Given request:
Could every line of the data be printed exactly as it reads?

====== Input data ======

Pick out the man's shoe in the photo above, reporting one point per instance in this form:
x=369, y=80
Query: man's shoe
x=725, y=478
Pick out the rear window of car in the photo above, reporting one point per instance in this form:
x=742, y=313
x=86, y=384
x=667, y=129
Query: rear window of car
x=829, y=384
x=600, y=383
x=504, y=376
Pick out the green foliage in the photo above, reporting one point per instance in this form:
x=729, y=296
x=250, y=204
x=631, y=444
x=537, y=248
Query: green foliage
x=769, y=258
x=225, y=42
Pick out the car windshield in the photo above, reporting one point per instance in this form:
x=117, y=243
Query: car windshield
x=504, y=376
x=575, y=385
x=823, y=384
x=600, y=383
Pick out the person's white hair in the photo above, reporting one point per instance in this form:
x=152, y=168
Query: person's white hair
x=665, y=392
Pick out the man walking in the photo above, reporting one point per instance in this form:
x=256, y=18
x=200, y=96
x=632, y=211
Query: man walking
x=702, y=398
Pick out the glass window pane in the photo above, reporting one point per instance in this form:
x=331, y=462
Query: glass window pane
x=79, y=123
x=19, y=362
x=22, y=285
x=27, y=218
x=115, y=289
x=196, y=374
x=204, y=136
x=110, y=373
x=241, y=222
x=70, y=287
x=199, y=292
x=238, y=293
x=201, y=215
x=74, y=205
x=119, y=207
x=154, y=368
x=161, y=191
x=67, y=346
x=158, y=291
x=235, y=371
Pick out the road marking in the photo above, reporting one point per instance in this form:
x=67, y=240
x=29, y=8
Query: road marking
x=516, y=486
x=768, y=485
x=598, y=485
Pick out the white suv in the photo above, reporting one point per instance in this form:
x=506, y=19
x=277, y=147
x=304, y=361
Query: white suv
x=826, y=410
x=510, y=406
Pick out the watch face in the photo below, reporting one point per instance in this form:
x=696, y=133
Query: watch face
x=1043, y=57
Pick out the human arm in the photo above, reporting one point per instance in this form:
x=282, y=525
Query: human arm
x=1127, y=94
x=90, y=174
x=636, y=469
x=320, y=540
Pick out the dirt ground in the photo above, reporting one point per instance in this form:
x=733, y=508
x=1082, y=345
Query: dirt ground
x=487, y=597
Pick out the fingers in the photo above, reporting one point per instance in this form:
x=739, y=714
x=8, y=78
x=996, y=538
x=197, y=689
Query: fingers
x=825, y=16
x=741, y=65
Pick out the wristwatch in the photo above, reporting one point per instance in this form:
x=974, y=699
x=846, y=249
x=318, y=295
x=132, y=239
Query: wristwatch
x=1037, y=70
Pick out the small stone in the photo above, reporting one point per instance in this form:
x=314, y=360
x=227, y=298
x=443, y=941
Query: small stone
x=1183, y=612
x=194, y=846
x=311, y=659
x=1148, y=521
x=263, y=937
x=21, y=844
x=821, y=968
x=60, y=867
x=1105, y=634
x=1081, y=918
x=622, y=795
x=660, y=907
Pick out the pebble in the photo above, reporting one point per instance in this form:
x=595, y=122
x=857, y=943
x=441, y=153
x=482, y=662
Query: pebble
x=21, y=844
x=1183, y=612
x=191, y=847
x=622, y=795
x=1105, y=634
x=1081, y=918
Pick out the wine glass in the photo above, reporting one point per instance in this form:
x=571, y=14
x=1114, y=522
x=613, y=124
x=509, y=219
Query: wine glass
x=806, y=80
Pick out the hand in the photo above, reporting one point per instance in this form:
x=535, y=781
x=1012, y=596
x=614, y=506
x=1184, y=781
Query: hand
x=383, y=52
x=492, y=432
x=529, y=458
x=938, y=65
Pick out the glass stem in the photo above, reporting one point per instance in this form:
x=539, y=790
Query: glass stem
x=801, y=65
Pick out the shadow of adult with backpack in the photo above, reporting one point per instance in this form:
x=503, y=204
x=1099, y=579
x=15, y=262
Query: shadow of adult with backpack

======

Complete output:
Pick out the man's shoe in the photo above, reporting one point per instance in this form:
x=369, y=80
Query: man's shoe
x=725, y=478
Pick out the rear window of car in the photo above, reporting one point per instance in this form:
x=742, y=313
x=86, y=384
x=667, y=129
Query: rear window of car
x=829, y=384
x=600, y=383
x=504, y=376
Pick out the green foliage in the photo above, reporting one point per instance in this form:
x=729, y=296
x=250, y=204
x=631, y=444
x=537, y=248
Query: green foliage
x=769, y=258
x=225, y=42
Pick out the car windshield in the photo above, reporting one point per instance in this form:
x=117, y=243
Query: car windshield
x=504, y=376
x=575, y=385
x=823, y=384
x=600, y=383
Pick out the person's white hair in the photo above, reporting one point per instance in this form:
x=152, y=168
Query: person's white hair
x=665, y=392
Pick out the man walking in the photo above, reporting one point per instance in this form:
x=256, y=18
x=200, y=96
x=632, y=211
Query: man walking
x=702, y=398
Pick out the glass window pane in the photo above, reporting one point per instance in this form:
x=331, y=462
Query: glass window pane
x=79, y=123
x=19, y=362
x=22, y=285
x=27, y=218
x=115, y=289
x=196, y=374
x=204, y=136
x=110, y=373
x=241, y=222
x=70, y=287
x=199, y=292
x=238, y=293
x=201, y=215
x=74, y=205
x=119, y=207
x=154, y=368
x=161, y=191
x=67, y=346
x=158, y=291
x=235, y=371
Pick out the road marking in the photo above, reporting one point per instance in this form:
x=67, y=240
x=29, y=8
Query: road marking
x=516, y=486
x=768, y=485
x=598, y=485
Pick out the white suv in the photo above, reporting one point per instance in this form:
x=506, y=19
x=277, y=147
x=304, y=361
Query: white suv
x=826, y=410
x=510, y=406
Pick out the watch face in the photo below, reporting one point per instance in this form:
x=696, y=133
Query: watch face
x=1043, y=57
Pick out the human arm in the photo above, reporting one point per instance in this form:
x=282, y=525
Query: human arm
x=1127, y=94
x=90, y=174
x=636, y=469
x=320, y=540
Pick out the dirt ground in the photo above, reporting one point per instance in this form:
x=733, y=508
x=1082, y=345
Query: dirt ground
x=487, y=597
Pick out the fingers in the photo above, reporting one point per instance in this form:
x=739, y=714
x=8, y=78
x=996, y=538
x=197, y=689
Query: fingers
x=825, y=16
x=741, y=65
Pick out the wristwatch in the photo above, reporting one point per instance in this form:
x=974, y=699
x=846, y=249
x=318, y=295
x=132, y=239
Query: wristwatch
x=1037, y=70
Pick out the small stone in the photo above, reporting one point per instance in this form:
x=314, y=360
x=227, y=298
x=443, y=941
Query: small stone
x=1183, y=612
x=194, y=846
x=311, y=659
x=1148, y=521
x=263, y=937
x=21, y=844
x=821, y=968
x=60, y=867
x=1105, y=634
x=1081, y=918
x=622, y=795
x=660, y=907
Pick out the pebble in the photo above, reporting one point per instance in this form:
x=595, y=122
x=857, y=943
x=441, y=153
x=482, y=662
Query: pebble
x=21, y=844
x=1183, y=612
x=191, y=847
x=622, y=795
x=1105, y=634
x=1081, y=918
Pick out the wine glass in the photo above, reporting one point per instance in this form:
x=571, y=14
x=1114, y=522
x=613, y=124
x=509, y=219
Query: wine glass
x=806, y=80
Pick out the hand in the photo above, reporting one point per instance in this form:
x=535, y=781
x=1012, y=596
x=614, y=506
x=1184, y=781
Query: hand
x=383, y=52
x=492, y=432
x=529, y=458
x=938, y=65
Pick out the glass stem in the photo above, reporting one point per instance in this form:
x=539, y=790
Query: glass stem
x=801, y=65
Pick out the shadow of adult with backpack in the photo above, reporting one point per instance in this form:
x=503, y=204
x=1099, y=579
x=15, y=262
Query: shadow of adult with backpack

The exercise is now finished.